◆ WRITTEN TASK A: Echo, word for word, the lines of the records from the line holding "neck. Tag each instance with a single point." through the end of the records, both included.

***** PASSAGE GIVEN *****

# Free Infotainment for haunters!



## JustJimAZ (Jul 26, 2010)

HauntCast is a podcast specifically catering to the home haunt community. It was just announced that this podcast will be FREE starting with this Friday's show. (6/3/2011)

http://hauntcast.net/

So why should you listen? Well, Because it supports fellow haunters, because it makes helps haunting grow, because it's funny, because you will hear movie reviews, interviews with people who are doing fantastic haunts and making amazing props, and because it also includes how-to tips and interesting info for haunters. Did I mention it's free?

I admit I only started listening to Hauntcast this year. By that time it was in its third season, and it had gone from free to $12 a year subscription. Knowing how much work goes into editing and producing such a thing, I had no problem with that. If you visit the site before June 3, 2011, it still shows as a subscription service, but the archives are free, and Chris Baker tells me the site will change over when the new show posts that Friday.

I have listened to every show at least twice now. It's good to listen to while driving (not with kids in the car, though Chris Baker now promises to keep the shows PG-13), while hunting for or building props, whatever. 

Listening to HauntCast is free and simple. I cannot think of any reason not to at least listen. Personally, I am not sorry at all that I subscribed, even if it did become free again. $1 per show was not much, and frankly, the monthly segment Theater of the Mind is worth more than that alone. When you consider you get to hear interviews from the people running pro-quality home haunts, learn new tricks for making props, hear which movies are a waste of your money, etc. - all served with lots of cheese...Well, the value seems clear.


If you haven't listened to HauntCast yet, go over there right now and listen to an archived episode. I think you will be glad you did.


----------



## Franki Stein (Apr 26, 2011)

Halloween & cheese- two of my favorite things!  I'll check out the site tonight.. and by the way, how much did you get paid for this post? ha ha just kidding!


----------



## JustJimAZ (Jul 26, 2010)

I knew someone from Wisconsin would appreciate the cheese!
I am surprised at how many haunters I have met that do not know about HauntCast!


----------



## JustJimAZ (Jul 26, 2010)

My goal is to get more people listening so it does not go away. I don't personally know Chris, but I know how hard it is to get something like this going and keep it going. Frankly, I think it's a great resource and I selfishly want it to succeed so I can continue to listen and learn.


----------

*****

◆ WRITTEN TASK B: Duplicate the HauntCast thread between "Halloween & cheese- two" and "appreciate the cheese!", inclusive, without changing a word.

***** INFORMATION GIVEN *****

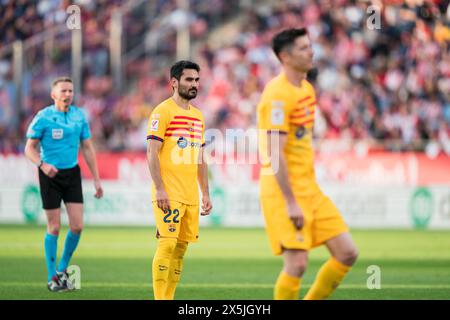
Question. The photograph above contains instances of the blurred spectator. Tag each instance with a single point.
(389, 87)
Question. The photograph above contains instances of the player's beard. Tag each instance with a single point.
(187, 94)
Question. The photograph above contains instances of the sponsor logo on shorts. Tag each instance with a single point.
(154, 125)
(182, 142)
(162, 268)
(300, 132)
(172, 228)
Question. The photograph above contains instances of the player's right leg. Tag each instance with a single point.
(293, 244)
(168, 229)
(50, 245)
(51, 195)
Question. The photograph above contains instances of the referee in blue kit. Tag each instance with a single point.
(60, 129)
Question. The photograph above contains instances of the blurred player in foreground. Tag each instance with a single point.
(60, 129)
(297, 214)
(175, 157)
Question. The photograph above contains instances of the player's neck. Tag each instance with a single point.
(294, 77)
(61, 107)
(181, 102)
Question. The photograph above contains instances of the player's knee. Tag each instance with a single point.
(180, 249)
(297, 266)
(53, 228)
(77, 228)
(349, 256)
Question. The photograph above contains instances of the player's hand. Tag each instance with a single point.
(295, 214)
(206, 206)
(98, 189)
(162, 200)
(49, 170)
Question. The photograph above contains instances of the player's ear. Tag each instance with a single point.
(174, 83)
(284, 55)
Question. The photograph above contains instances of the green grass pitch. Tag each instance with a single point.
(225, 264)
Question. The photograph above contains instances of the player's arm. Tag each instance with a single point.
(33, 155)
(204, 185)
(153, 149)
(89, 154)
(276, 143)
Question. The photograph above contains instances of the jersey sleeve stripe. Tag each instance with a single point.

*****

◆ CORRECT RESULT A:
Question. The photograph above contains instances of the player's neck. Tag each instance with a single point.
(294, 77)
(61, 107)
(181, 102)
Question. The photograph above contains instances of the player's knee. Tag each instance with a single point.
(180, 249)
(297, 266)
(53, 228)
(77, 228)
(349, 256)
Question. The photograph above contains instances of the player's hand. Tag each instance with a single point.
(295, 214)
(206, 206)
(98, 189)
(162, 200)
(49, 170)
Question. The photograph above contains instances of the player's ear. Tag each instance with a single point.
(174, 83)
(284, 55)
Question. The photograph above contains instances of the green grass pitch. Tag each instance with a single point.
(225, 264)
Question. The photograph above contains instances of the player's arm. Tag each instance with a single point.
(33, 155)
(204, 185)
(153, 149)
(89, 154)
(276, 143)
Question. The photograph above contains instances of the jersey sleeve stripe. Tag each instance with a single point.

◆ CORRECT RESULT B:
Halloween & cheese- two of my favorite things!  I'll check out the site tonight.. and by the way, how much did you get paid for this post? ha ha just kidding!


----------



## JustJimAZ (Jul 26, 2010)

I knew someone from Wisconsin would appreciate the cheese!